═════ Data under study ═════
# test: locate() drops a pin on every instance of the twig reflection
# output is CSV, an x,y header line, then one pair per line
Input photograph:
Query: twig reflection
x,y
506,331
═════
═════ Data under study ═════
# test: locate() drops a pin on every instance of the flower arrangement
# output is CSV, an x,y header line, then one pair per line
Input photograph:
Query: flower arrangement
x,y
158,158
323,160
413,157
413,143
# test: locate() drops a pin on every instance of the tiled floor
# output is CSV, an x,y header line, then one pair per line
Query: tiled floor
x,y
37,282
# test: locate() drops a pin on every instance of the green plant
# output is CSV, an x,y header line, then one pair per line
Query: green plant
═════
**What is being asked**: Output the lines above exactly, but only those between the line holding "the flower arrangement" and the line holding "Query: green plant", inclusive.

**Answer area**:
# test: locate() drops a pin on every instance of the flower arrangement
# output is CSV, an x,y header line, then one pair per line
Input photograph:
Query: flower arrangement
x,y
158,158
323,160
413,157
413,143
# test: locate() drops a pin on every instance of the tiled floor
# output is CSV, an x,y header line, then one pair per line
Query: tiled floor
x,y
37,282
# test: locate() drops a pin on every instance of the green plant
# output is CSV, an x,y header line, then one pair per line
Query: green plant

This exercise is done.